• [Given problem 1]
In the mailing-list message on RAID with a variable stripe size, which component does the quoted proposal say is the only one requiring modification?
• [Given problem 2]
Pick up the mailing-list message on RAID with a variable stripe size after its final line, and write its continuation.

• [Extract to read]
========================================
Re: RFC: raid with a variable stripe size

All of lore.kernel.org
 help / color / mirror / Atom feed

From: Zygo Blaxell <zblaxell@furryterror.org>
To: Qu Wenruo <quwenruo@cn.fujitsu.com>
Cc: kreijack@inwind.it, linux-btrfs <linux-btrfs@vger.kernel.org>
Subject: Re: RFC: raid with a variable stripe size
Date: Tue, 29 Nov 2016 17:51:27 -0500	[thread overview]
Message-ID: <20161129225127.GS8685@hungrycats.org> (raw)
In-Reply-To: <07d2e8cf-fb23-b2f1-cc69-f329d8347301@cn.fujitsu.com>

[-- Attachment #1: Type: text/plain, Size: 6895 bytes --]

On Tue, Nov 29, 2016 at 01:49:09PM +0800, Qu Wenruo wrote:
> >>>My proposal requires only a modification to the extent allocator.
> >>>The behavior at the block group layer and scrub remains exactly the same.
> >>>We just need to adjust the allocator slightly to take the RAID5 CoW
> >>>constraints into account.
> >>
> >>Then, you'd need to allow btrfs to split large buffered/direct write into
> >>small extents(not 128M anymore).
========================================
• [Stored rows]

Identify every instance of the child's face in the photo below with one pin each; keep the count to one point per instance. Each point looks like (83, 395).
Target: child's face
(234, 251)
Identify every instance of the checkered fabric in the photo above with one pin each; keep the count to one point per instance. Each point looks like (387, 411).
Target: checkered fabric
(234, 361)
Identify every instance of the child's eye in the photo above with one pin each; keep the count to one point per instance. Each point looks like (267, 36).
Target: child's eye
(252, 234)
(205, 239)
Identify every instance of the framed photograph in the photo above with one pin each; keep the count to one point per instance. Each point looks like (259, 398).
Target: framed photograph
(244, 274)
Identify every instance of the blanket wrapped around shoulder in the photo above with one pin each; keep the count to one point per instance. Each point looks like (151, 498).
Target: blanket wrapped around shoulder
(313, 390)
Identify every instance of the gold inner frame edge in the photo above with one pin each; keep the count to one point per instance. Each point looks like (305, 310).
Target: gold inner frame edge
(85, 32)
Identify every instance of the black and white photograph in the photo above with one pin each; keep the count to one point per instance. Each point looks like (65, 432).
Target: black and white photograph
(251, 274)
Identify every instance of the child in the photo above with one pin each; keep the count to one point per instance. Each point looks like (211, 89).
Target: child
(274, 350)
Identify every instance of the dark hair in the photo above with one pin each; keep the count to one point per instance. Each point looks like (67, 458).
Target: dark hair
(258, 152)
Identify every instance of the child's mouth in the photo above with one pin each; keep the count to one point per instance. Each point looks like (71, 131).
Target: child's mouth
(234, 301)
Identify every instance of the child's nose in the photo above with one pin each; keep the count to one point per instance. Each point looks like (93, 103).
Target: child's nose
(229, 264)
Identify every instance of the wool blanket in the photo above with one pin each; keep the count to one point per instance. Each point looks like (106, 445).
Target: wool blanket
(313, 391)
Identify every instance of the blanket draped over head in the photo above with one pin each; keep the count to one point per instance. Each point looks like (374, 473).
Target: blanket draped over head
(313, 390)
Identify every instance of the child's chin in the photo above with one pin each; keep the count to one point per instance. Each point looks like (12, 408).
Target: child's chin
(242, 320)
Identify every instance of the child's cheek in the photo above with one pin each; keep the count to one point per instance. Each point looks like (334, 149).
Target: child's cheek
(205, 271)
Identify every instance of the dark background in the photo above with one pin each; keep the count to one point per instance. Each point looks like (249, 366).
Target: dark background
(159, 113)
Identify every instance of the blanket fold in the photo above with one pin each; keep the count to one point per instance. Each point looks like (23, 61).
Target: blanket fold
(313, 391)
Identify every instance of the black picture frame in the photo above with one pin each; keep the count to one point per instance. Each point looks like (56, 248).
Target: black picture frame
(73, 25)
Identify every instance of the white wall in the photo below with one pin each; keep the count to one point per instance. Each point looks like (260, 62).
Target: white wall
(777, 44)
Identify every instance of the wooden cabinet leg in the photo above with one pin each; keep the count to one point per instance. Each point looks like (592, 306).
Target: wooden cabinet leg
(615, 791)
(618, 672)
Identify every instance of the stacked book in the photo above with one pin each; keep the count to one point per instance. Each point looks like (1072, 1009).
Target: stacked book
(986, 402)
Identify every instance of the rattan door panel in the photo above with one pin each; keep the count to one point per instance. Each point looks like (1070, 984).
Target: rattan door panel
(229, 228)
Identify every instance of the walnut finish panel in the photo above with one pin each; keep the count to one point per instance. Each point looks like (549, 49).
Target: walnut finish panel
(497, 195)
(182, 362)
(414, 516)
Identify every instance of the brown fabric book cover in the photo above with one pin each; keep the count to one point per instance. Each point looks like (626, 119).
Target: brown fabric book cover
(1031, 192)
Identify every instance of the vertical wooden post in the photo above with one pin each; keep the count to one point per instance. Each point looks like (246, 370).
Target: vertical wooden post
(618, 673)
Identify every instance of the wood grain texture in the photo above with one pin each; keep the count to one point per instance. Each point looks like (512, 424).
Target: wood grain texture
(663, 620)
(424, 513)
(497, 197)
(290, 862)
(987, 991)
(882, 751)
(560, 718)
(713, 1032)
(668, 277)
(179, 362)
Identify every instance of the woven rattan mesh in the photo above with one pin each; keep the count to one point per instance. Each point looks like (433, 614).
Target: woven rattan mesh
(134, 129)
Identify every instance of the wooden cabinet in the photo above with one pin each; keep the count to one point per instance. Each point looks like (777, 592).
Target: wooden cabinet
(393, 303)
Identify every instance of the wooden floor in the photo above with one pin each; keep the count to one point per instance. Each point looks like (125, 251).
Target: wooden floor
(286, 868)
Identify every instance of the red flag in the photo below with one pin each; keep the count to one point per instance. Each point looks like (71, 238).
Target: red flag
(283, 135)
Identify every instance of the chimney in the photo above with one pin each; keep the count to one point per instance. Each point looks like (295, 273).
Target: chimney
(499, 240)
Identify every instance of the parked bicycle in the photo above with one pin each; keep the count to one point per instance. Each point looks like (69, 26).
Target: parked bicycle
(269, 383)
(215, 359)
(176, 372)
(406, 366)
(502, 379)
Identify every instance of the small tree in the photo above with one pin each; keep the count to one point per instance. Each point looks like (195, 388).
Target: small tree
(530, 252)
========================================
• [Expected output 1]
The extent allocator.

• [Expected output 2]
> >>Not sure if we need to do extra work for DirectIO.
> >
> >Nope, that's not my proposal.  My proposal is to simply ignore free
> >space whenever it's inside a partially filled raid stripe (optimization:
> >...which was empty at the start of the current transaction).
> 
> Still have problems.
> 
> Allocator must handle fs under device remove or profile converting (from 4
> disks raid5 to 5 disk raid5/6) correctly.
> Which already seems complex for me.

Those would be allocations in separate block groups with different stripe
widths.  Already handled in btrfs.

> And further more, for fs with more devices, for example, 9 devices RAID5.
> It will be a disaster to just write a 4K data and take up the whole 8 * 64K
> space.
> It will  definitely cause huge ENOSPC problem.

If you called fsync() after every 4K, yes; otherwise you can just batch
up small writes into full-size stripes.  The worst case isn't common
enough to be a serious problem for a lot of the common RAID5 use cases
(i.e. non-database workloads).  I wouldn't try running a database on
it--I'd use a RAID1 or RAID10 array for that instead, because the other
RAID5 performance issues would be deal-breakers.

On ZFS the same case degenerates into something like btrfs RAID1 over
the 9 disks, which burns over 50% of the space.  More efficient than 
wasting 99% of the space, but still wasteful.

> If you really think it's easy, make a RFC patch, which should be easy if it
> is, then run fstest auto group on it.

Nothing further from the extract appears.